## What the exercise asks
Every line with the string "each" in it belongs in your answer, so copy them all from the data.

===== Entries provided

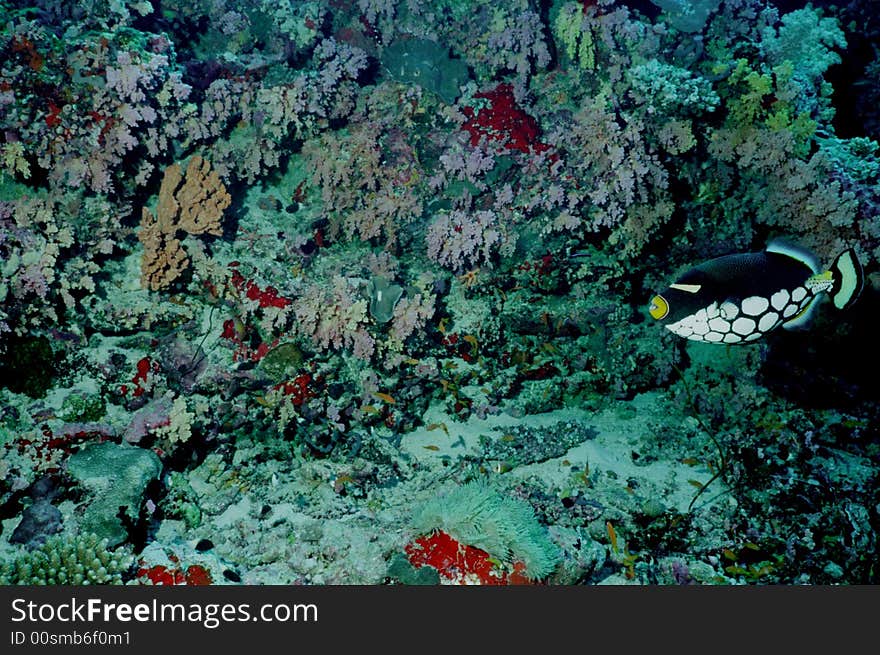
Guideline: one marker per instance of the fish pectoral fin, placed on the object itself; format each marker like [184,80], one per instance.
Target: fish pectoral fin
[848,279]
[803,318]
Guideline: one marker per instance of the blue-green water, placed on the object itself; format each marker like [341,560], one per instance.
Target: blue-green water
[358,292]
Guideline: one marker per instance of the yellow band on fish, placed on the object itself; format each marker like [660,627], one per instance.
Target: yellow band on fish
[659,307]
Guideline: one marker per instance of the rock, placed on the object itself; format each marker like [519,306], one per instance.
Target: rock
[115,476]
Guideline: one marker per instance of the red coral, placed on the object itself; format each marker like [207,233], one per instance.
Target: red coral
[460,563]
[503,120]
[195,575]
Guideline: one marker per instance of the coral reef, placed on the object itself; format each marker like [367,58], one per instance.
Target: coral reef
[277,274]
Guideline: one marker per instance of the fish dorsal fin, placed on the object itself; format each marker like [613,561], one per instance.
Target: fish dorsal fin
[784,247]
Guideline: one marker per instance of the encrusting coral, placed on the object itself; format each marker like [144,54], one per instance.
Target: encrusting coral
[192,202]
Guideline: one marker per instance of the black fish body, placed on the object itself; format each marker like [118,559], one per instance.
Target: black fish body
[741,297]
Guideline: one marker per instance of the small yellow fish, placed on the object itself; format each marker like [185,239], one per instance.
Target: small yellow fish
[387,397]
[438,426]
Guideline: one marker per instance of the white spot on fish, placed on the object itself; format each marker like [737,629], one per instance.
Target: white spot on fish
[779,299]
[754,305]
[768,321]
[743,326]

==========

## Reply to the exercise
Guideline: one marker per instance of the fish pectoral fin, placed on the object itself; format each marker like [184,80], one per instance.
Guideline: one marker per instance of the blue-green water, placed on the object itself; format each marker like [341,560], one per instance.
Guideline: one marker per instance of the yellow band on fish, placed on the object itself; format each marker like [660,627], one per instance.
Guideline: one marker per instance of the rock, placed on the object itself; format each marker like [519,306], one per instance.
Guideline: one marker per instance of the red coral, placed on the object itself; format each marker like [207,233], one per instance.
Guideline: one marker per instance of the coral reef, placed on the object itself; format each marker like [367,58], one per instance.
Guideline: one marker per instance of the fish dorsal fin, placed on the object itself; format each marker like [613,561], one per instance.
Guideline: one marker per instance of the encrusting coral, placed on the object itself; format each marker like [144,54], one per instance.
Guideline: one marker per instance of the black fish body, placed on the object itself; format each marker like [118,559], one per instance.
Guideline: one marker per instance of the small yellow fish, placed on the object itself; format each marker like [185,239], one per instance.
Guideline: one marker per instance of the white spot on fish, placed on the object itself; format each marker like [737,629], one per instance.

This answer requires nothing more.